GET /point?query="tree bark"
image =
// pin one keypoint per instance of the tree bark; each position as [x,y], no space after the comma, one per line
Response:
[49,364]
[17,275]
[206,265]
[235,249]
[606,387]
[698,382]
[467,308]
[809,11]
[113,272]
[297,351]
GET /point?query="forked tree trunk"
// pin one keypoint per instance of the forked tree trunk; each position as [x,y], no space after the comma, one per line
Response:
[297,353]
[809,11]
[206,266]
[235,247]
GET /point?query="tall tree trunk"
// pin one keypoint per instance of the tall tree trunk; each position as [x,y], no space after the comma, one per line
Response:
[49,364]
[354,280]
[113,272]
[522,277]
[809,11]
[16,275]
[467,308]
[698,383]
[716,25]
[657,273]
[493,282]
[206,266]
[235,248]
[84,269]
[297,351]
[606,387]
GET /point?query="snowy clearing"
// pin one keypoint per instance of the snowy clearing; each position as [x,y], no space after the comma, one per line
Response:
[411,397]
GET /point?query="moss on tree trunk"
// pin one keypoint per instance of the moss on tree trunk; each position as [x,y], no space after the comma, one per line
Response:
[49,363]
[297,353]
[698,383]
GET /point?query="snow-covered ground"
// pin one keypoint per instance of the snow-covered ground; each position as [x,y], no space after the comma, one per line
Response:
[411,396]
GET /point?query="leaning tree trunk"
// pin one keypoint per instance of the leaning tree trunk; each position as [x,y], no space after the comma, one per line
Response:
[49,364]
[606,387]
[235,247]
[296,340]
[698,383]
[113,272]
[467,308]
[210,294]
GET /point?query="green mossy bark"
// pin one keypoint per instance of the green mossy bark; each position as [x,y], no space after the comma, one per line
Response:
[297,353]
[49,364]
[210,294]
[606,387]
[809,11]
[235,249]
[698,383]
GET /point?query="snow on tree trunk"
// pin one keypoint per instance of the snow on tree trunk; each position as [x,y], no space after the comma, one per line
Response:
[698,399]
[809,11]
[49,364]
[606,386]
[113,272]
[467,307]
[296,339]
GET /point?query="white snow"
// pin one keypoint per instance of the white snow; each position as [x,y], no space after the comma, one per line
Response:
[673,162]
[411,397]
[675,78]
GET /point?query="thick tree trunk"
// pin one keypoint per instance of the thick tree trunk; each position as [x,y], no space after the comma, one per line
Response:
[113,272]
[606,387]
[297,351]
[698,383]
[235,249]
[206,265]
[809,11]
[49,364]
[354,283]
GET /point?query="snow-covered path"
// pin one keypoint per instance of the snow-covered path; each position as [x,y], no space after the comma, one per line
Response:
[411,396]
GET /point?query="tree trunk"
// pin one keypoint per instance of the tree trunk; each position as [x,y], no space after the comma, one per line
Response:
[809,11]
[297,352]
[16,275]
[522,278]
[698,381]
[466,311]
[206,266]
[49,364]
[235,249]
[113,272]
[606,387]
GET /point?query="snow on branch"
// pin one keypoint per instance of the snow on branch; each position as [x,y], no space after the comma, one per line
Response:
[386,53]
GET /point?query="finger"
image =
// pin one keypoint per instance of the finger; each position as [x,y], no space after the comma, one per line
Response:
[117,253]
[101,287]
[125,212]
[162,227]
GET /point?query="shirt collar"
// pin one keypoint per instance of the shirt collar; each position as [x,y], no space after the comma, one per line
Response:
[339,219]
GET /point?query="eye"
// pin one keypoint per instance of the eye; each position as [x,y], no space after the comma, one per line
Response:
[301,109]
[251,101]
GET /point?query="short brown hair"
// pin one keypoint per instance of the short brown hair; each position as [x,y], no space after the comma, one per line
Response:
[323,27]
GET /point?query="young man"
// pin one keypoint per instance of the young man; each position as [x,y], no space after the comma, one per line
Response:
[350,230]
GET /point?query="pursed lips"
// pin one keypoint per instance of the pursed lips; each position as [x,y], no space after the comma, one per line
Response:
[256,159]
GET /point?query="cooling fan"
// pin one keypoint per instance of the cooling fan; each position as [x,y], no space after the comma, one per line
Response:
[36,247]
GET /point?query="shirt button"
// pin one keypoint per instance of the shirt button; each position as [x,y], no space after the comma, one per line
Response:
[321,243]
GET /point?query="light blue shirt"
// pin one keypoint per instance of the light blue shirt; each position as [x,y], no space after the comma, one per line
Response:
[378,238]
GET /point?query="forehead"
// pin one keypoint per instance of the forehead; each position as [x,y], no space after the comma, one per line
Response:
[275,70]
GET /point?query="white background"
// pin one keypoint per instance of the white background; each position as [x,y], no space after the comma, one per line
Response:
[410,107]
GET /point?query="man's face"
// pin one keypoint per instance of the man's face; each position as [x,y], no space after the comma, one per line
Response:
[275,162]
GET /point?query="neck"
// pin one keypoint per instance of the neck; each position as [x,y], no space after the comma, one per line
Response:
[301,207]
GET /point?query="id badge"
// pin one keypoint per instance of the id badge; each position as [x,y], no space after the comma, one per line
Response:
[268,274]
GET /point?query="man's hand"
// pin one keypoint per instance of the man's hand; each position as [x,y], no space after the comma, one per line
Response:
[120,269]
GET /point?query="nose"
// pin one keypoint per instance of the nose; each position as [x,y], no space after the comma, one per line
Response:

BRIEF: From the listing above, extract every line exactly as it stands.

TASK RESPONSE:
GET /point?query="tree bark"
image =
// pin one keypoint per instance of the tree bark; each position as [x,y], no space after the comma, one per line
Response:
[49,364]
[17,275]
[206,265]
[235,249]
[606,387]
[698,382]
[467,308]
[809,11]
[113,272]
[297,351]
GET /point?query="forked tree trunk"
// pin one keypoint per instance of the forked tree trunk; each position as [x,y], no space after the comma, one per line
Response:
[297,353]
[809,11]
[206,266]
[235,247]
GET /point?query="tall tree trunk"
// pin one keypoint per instance of the tall tree trunk; each position as [x,y], no space after the comma, one per line
Response:
[49,364]
[354,280]
[113,272]
[522,277]
[809,11]
[16,275]
[467,308]
[698,383]
[716,25]
[657,273]
[493,282]
[206,266]
[235,248]
[84,269]
[297,351]
[606,387]
GET /point?query="snowy clearing"
// pin one keypoint per instance of the snowy clearing; each position as [x,y], no space after the comma, one per line
Response:
[411,397]
GET /point?query="moss on tree trunk"
// pin one keypoint per instance of the moss on tree trunk; each position as [x,y], no space after the comma, one per line
Response:
[49,363]
[297,353]
[698,383]
GET /point?query="snow-covered ground"
// pin one keypoint per instance of the snow-covered ground; each position as [x,y], no space after the comma, one per line
Response:
[411,396]
GET /point?query="leaning tree trunk"
// pin one keypoint per instance of the leaning tree trunk; each position as [x,y], no space after the comma, one per line
Response:
[49,364]
[606,387]
[235,247]
[296,340]
[698,383]
[113,272]
[467,308]
[210,294]
GET /point?query="green mossy bark"
// pin one keypoint per instance of the green mossy bark; each position as [x,y], no space after the comma, one per line
Response:
[297,353]
[49,364]
[210,294]
[606,387]
[809,11]
[235,249]
[698,383]
GET /point?query="snow on tree trunk"
// pin one keypoint per instance of the snow on tree trunk; each position as [x,y], no space after the comma, one per line
Response:
[698,399]
[809,11]
[49,364]
[606,386]
[113,272]
[467,307]
[296,339]
GET /point?query="white snow"
// pin one keypoint per instance of the white snow; each position as [x,y], no space after the comma, one per line
Response:
[673,162]
[411,397]
[675,78]
GET /point?query="thick tree trunk"
// pin one keypoint per instance of the thick tree trunk; each position as [x,y], no space after the comma, one per line
Response:
[113,272]
[606,387]
[297,351]
[698,383]
[235,249]
[206,265]
[809,11]
[49,364]
[354,283]
GET /point?query="snow-covered path"
// pin one keypoint per instance of the snow-covered path; each position as [x,y], no space after the comma, one per line
Response:
[411,396]
GET /point?query="tree trunk"
// pin one keypoint per instance of the tree trunk; each position as [x,y], no space after the comma, one per line
Response:
[809,11]
[297,352]
[16,275]
[522,278]
[698,381]
[466,311]
[206,266]
[49,364]
[235,249]
[113,272]
[606,387]
GET /point?query="snow on branch"
// pin one keypoint per instance of the snow on branch; each position as [x,y], no space after the comma, one per line
Response:
[386,53]
GET /point?query="finger"
image =
// pin one keypoint per instance of the finger; each position as [x,y], no space after the comma, one per line
Response:
[117,253]
[101,287]
[125,212]
[162,227]
GET /point?query="shirt collar"
// pin one keypoint per instance of the shirt collar; each position as [x,y], no space after the comma, one per line
Response:
[339,219]
GET /point?query="eye"
// pin one keypoint per instance of the eye; each position as [x,y], no space after the comma, one per line
Response:
[301,109]
[251,101]
GET /point?query="short brown hair"
// pin one keypoint per instance of the short brown hair; each position as [x,y], no space after the comma, one per line
Response:
[323,27]
GET /point?query="young man"
// pin one keypoint per instance of the young man; each position as [x,y], no space after the comma, one per line
Response:
[350,230]
GET /point?query="pursed lips"
// pin one keypoint per instance of the pursed lips; each position as [x,y], no space after the comma, one per line
Response:
[256,159]
GET /point?query="cooling fan"
// pin one keypoint per instance of the cooling fan; each position as [x,y], no space after the comma, one per line
Response:
[36,247]
GET /point?query="shirt button"
// pin one keypoint per instance of the shirt button; each position as [x,y], no space after the comma, one per line
Response:
[321,243]
GET /point?query="light blue shirt"
// pin one keypoint per instance of the light blue shirt; each position as [x,y], no space after the comma, one per line
Response:
[378,238]
GET /point?query="forehead"
// pin one keypoint per instance of the forehead; each position as [x,y], no space after the comma, one per line
Response:
[275,70]
GET /point?query="white background"
// pin one keypoint per instance of the white background; each position as [x,y], no space after the comma, one per line
Response:
[410,107]
GET /point?query="man's face"
// pin one keypoint per instance of the man's face; each position as [x,y], no space after the comma, one per line
Response:
[275,162]
GET /point?query="neck"
// pin one keypoint per instance of the neck; each position as [x,y], no space after the comma, one per line
Response:
[301,207]
GET /point?query="id badge"
// pin one keypoint per instance of the id badge; each position as [x,y], no space after the comma, one per line
Response:
[268,274]
GET /point?query="man's hand"
// pin one keypoint per instance of the man's hand; each position as [x,y], no space after the comma, one per line
Response:
[120,269]
GET /point?query="nose"
// pin one keypoint per instance of the nose; each position as [x,y], no space after the comma, one per line
Response:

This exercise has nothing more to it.